#### TRECHO DO DOCUMENTO
+ + + +

Memorial de Maria Moura, Prêmio Jabuti de 1993, foi o último romance da escritora, publicado quando ela tinha 82 anos e considerado sua obra-prima. O livro se tornou sucesso de crítica e de público, principalmente após servir de base para uma minissérie de televisão, protagonizada por Glória Pires. Rachel entrou para a história da literatura brasileira por vários motivos: foi uma das precursoras do romance regionalista com O Quinze, lançado quando ela tinha 19 anos, a primeira mulher a ingressar na Academia Brasileira de Letras, em 1977, e uma das melhores cronistas brasileiras do século XX. É no Brasil rural do século XIX que se passa a história de Maria Moura. Ela tinha apenas 17 anos quando encontrou a mãe morta, foi violentada pelo padrasto e viu suas terras serem cobiçadas por primos inescrupulosos. Uma mulher vulgar sucumbiria a tantas adversidades, mas Maria Moura possuía outro temperamento.
Rachel de Queiroz se consagrou como um dos grandes nomes na narrativa longa brasileira a partir da publicação do romance O Quinze, em 1930. A antologia de textos curtos A casa do Morro Branco, no entanto, vem provar que a autora também dominava perfeitamente a arte dos contos e crônicas. São 14 histórias na qual a autora expõe todas as características que marcaram obras renomadas como João Miguel, Caminho de pedras, As três Marias e Memorial de Maria Moura: análises literárias da existência humana, em seus aspectos políticos e pessoais. É um relançamento que dá continuidade ao resgate pela Editora José Olympio da obra de Rachel e de outros autores.
“Só conheço o lugar de vista. Como disse, tem um morro; não um grande morro alto, desses que mais parecem montanhas de verdade – e, pensando bem, são realmente montanhas”, escreve a autora na crônica que dá nome ao livro. “O de lá era antes uma colina, ou isso que nós no Nordeste chamamos de ‘alto’, ou ‘cabeço’.

+ + + +

#### ITENS FORNECIDOS
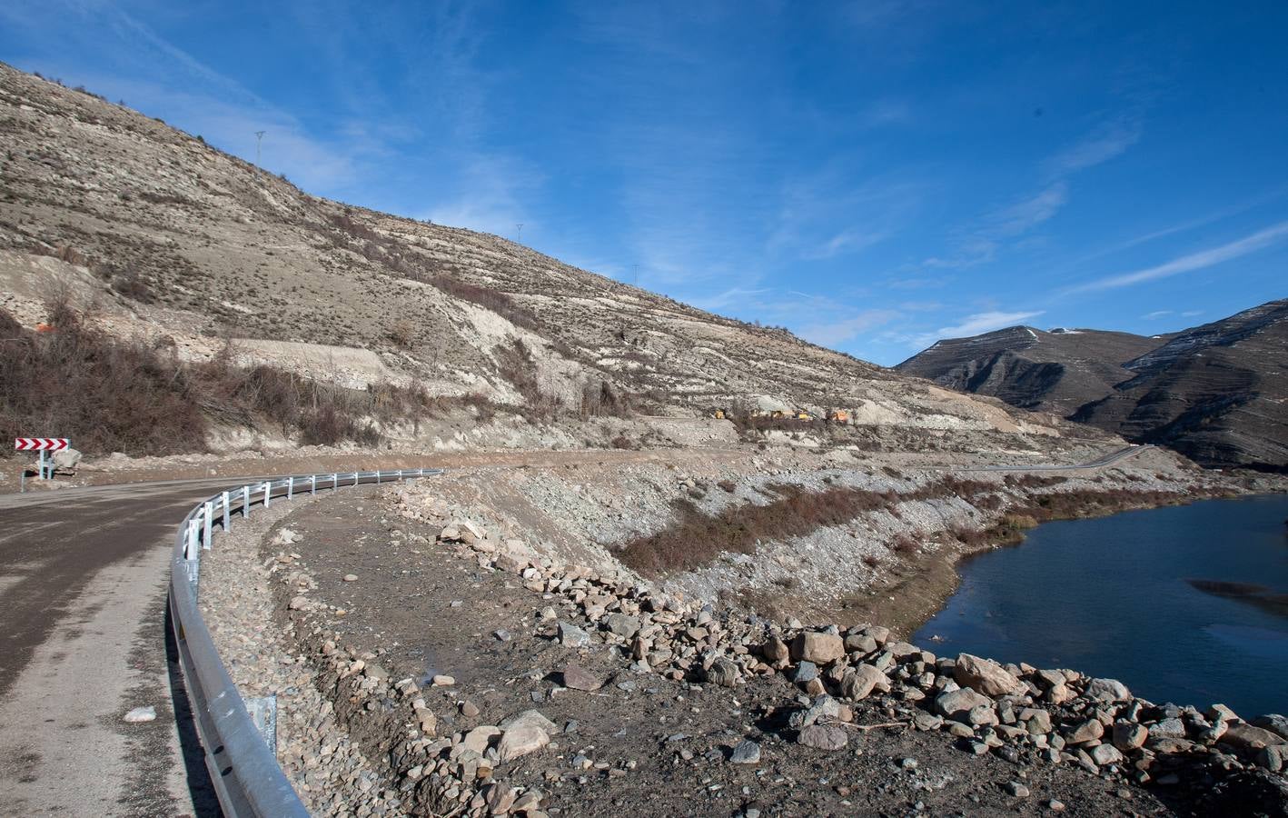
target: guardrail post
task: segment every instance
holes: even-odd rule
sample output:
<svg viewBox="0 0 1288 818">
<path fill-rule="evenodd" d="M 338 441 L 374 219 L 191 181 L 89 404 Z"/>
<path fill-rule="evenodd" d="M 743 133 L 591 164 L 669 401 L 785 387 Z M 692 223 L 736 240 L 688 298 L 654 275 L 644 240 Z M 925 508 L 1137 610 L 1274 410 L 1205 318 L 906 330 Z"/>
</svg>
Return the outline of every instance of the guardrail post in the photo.
<svg viewBox="0 0 1288 818">
<path fill-rule="evenodd" d="M 201 531 L 201 547 L 204 547 L 204 549 L 206 549 L 209 551 L 210 550 L 210 526 L 211 526 L 211 518 L 214 518 L 214 515 L 215 515 L 215 504 L 210 502 L 207 500 L 206 505 L 204 506 L 204 509 L 205 509 L 205 511 L 202 513 L 202 517 L 205 519 L 202 520 L 202 526 L 201 526 L 202 527 L 202 531 Z"/>
<path fill-rule="evenodd" d="M 277 697 L 276 696 L 254 696 L 243 699 L 246 702 L 246 712 L 250 714 L 250 720 L 255 724 L 255 729 L 259 734 L 264 737 L 264 743 L 268 745 L 269 751 L 277 755 Z"/>
</svg>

+ + + +

#### EXERCÍCIO CURTO 1
Segundo o trecho sobre Rachel de Queiroz, em que ano ela ingressou na Academia Brasileira de Letras?
#### EXERCÍCIO CURTO 2
Escreva, por favor, a continuação do trecho sobre Rachel de Queiroz, começando logo depois da última frase apresentada.

#### RESPOSTA 1
Em 1977.

#### RESPOSTA 2
João Miguel é o segundo romance escrito por Rachel de Queiroz, única autora brasileira a gnhar o Prêmio Camões.
Tristão de Athayde considerava João Miguel o melhor dos quatro romances da primeira fase de Rachel de Queiroz. É o drama da prisão. Ainda é um romance profundamente rural, como O Quinze. Um crime e uma absolvição. E entre eles uma traição, uma traição de amor. Em João Miguel a autora se revela a grande mestra na arte de criar personagens vivas, um João Miguel a tomar consciência do seu crime, uma Salu, um seu Doca, uma Angélica. A obra se liberta da sua própria autora e vive por si.
João Miguel é o romance da frustração e da espera angustiada. É um romance social, com um penetrante aprofundamento de análise psicológica. Rachel recria a vida de uma prisão numa pequena cidade do interior. Há uma mistura de fatalismo, de acaso, de injustiça social, neste romance que é o romance da solidão humana e, ao mesmo tempo, uma denúncia e um protesto.
Carlos Galego é assessor de comunicação da Tocalivros, com larga experiência no mercado cultural e de entretenimento.
É autor de dois livros e escolhido entre os 20 principais poetas nacionais em 2021 pelo Poetize.
Editor de trabalhos como Ruídos Urbanos (de Ricardo Martins), Poesia de Mim (de Vanessa Lima), Vou Ali e já volto! (de Gerson Danelon) e Frases da vida (de Alma Impressa).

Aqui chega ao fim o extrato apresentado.